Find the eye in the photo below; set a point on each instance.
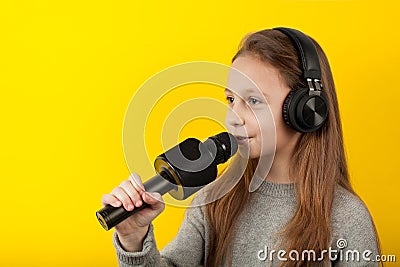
(254, 101)
(230, 99)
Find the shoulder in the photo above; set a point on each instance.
(348, 208)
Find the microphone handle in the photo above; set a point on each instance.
(110, 216)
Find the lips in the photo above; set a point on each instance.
(242, 139)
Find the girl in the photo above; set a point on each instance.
(304, 213)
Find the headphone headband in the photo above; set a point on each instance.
(306, 50)
(305, 109)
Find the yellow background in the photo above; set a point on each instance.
(68, 70)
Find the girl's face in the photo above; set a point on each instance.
(255, 108)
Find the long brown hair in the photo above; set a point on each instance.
(318, 161)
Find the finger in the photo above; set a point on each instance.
(152, 198)
(130, 190)
(110, 199)
(122, 196)
(137, 182)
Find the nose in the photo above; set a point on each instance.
(234, 118)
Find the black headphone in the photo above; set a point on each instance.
(305, 109)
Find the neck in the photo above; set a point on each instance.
(279, 172)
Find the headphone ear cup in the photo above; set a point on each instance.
(289, 109)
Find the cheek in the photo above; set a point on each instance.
(266, 131)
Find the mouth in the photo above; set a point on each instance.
(242, 139)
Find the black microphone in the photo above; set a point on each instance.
(181, 171)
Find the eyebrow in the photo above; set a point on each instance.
(249, 90)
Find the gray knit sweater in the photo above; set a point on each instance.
(269, 208)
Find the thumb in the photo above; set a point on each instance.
(152, 198)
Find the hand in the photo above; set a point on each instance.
(131, 193)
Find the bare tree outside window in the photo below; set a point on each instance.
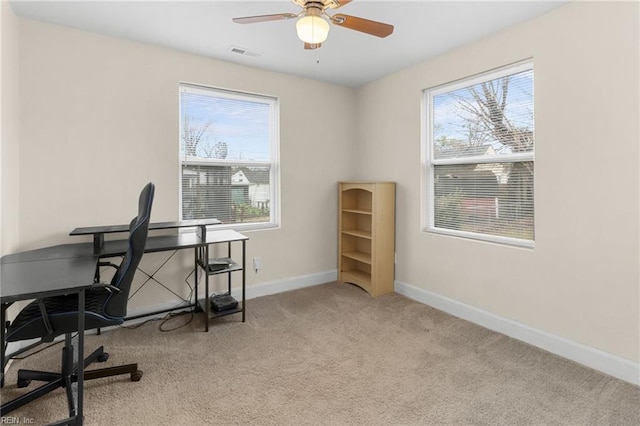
(226, 145)
(481, 168)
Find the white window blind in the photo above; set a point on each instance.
(228, 157)
(479, 157)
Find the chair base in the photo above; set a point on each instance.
(66, 377)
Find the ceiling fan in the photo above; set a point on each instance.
(313, 25)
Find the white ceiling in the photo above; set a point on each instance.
(423, 29)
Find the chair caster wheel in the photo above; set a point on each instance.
(135, 377)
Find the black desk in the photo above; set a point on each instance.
(199, 241)
(99, 231)
(50, 271)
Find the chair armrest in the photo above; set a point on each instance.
(106, 286)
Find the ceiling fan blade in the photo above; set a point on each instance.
(375, 28)
(334, 4)
(264, 18)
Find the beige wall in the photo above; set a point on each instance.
(9, 128)
(581, 281)
(92, 107)
(100, 119)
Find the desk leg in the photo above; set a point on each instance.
(195, 269)
(3, 319)
(79, 362)
(244, 278)
(207, 307)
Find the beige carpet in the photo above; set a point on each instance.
(332, 355)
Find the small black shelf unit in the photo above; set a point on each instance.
(203, 261)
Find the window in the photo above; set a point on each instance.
(478, 146)
(228, 157)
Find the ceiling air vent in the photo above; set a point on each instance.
(243, 52)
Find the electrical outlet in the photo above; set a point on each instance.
(257, 263)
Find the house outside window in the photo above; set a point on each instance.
(478, 157)
(228, 157)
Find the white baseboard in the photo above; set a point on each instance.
(604, 362)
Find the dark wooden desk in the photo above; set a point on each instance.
(50, 271)
(199, 241)
(99, 231)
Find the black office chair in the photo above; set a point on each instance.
(106, 305)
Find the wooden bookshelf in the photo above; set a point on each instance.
(366, 240)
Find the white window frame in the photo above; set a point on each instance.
(274, 145)
(429, 161)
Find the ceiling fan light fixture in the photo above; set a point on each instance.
(312, 29)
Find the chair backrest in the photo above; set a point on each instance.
(116, 305)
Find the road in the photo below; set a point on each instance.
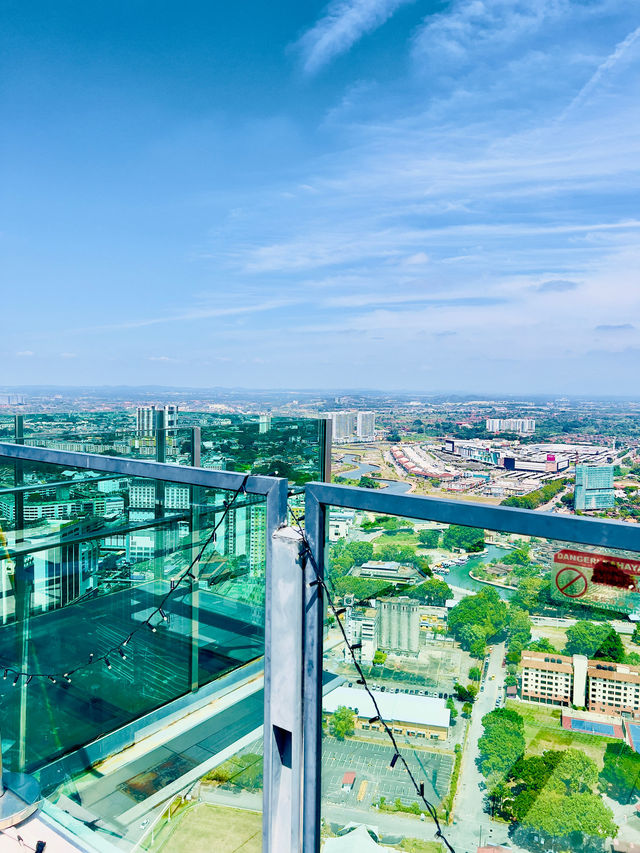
----------
WHAT YOU WILL DO = No pictures belong in the copy; output every record exactly.

EXPECTED OUTPUT =
Find the eye in the photo below; set a point on each instance.
(254, 101)
(230, 99)
Find the shoulder in the photo above; set a point on each instance.
(348, 208)
Find the microphone handle in the photo above; set a point on each instance.
(110, 216)
Find the lips in the photo above; set a point on each instance.
(242, 139)
Find the girl in the photo above; set a point on each instance.
(304, 213)
Find the headphone headband in the photo above; set a point on each instance.
(306, 50)
(305, 109)
Find the yellow background in the photo above; set a point on each instance.
(68, 70)
Find the girl's face in the photo above; set a point on each instance.
(255, 108)
Find the long brown hair in the photo above; set a point on each instance.
(318, 161)
Find the finger in the photo above; set a point on each instance.
(152, 198)
(130, 190)
(110, 199)
(122, 196)
(137, 182)
Find the nose in the photo above; set a point on each instance.
(234, 118)
Find the black headphone in the photo above; set a point on each instance.
(305, 109)
Find the neck in the photo above; set a point on each instance.
(279, 172)
Find the headphone ear cup in the photo above; set a point on each instance.
(289, 109)
Find the cheek in the photo above; set a point on each instance.
(266, 131)
Find the mouth in the photo above; set a point on each instance.
(242, 139)
Find the black microphone in the photo above; set a point on each instance.
(181, 171)
Find the eyebrow in the photo above; set a point on each instance.
(249, 90)
Find the gray knit sweater in the photo above; set a point on each instance.
(269, 208)
Find the thumb in the photo above; set a point on each instance.
(152, 198)
Find the hand in the photo above; set a point on each instance.
(131, 193)
Find the bare tree outside window in the photo below; set a point on each instance.
(226, 145)
(481, 168)
Find the white window blind in the photo above; set a point on each instance.
(228, 157)
(479, 157)
Find the chair base in the photo above; set a point on each instance.
(66, 377)
Find the ceiling fan in the photo above; set a point on each instance.
(313, 25)
Find the white ceiling in the photo above; set a point on each instance.
(423, 29)
Find the chair caster wheel in the photo above; set a point on each instance.
(135, 377)
Find the black desk in the photo above; set a point on each instance.
(199, 241)
(99, 231)
(50, 271)
Find the chair armrest in the photo above; set a point on each instance.
(106, 286)
Find the ceiling fan blade in the photo above; set a point on each instance.
(375, 28)
(334, 4)
(264, 18)
Find the beige wall in the photo above; set a point on each instance.
(9, 128)
(581, 281)
(92, 107)
(100, 119)
Find the desk leg in the photo above; set a point on each instance.
(195, 269)
(3, 319)
(79, 362)
(244, 278)
(207, 307)
Find the beige carpet in the photo above; set a point on each instance.
(332, 355)
Find the small black shelf unit in the photo above; set a point on each instance.
(203, 261)
Find the window in the photo above; set a point on each instance.
(478, 146)
(228, 157)
Find the ceiling air vent in the photo above; set a point on each instance.
(243, 52)
Find the electrical outlet in the photo above; set a point on each instance.
(257, 263)
Find the house outside window in the photo above; set a point on each instance.
(478, 157)
(228, 157)
Find the white baseboard in the photo above; set a point on each instance.
(604, 362)
Find the dark wooden desk in the photo above; set a point on each instance.
(50, 271)
(199, 241)
(99, 231)
Find the black office chair in the photo above; set a point on each instance.
(106, 305)
Find the wooden bookshelf in the photo above; set a point on each instance.
(366, 240)
Find the white window frame in the photo above; set a point on each instance.
(274, 145)
(429, 161)
Find the ceiling fan light fixture in the photo above; set a point on each instance.
(312, 29)
Find the chair backrest in the photo above; set a point on each instance.
(116, 305)
Find the road in the photo below; set a point on each instance.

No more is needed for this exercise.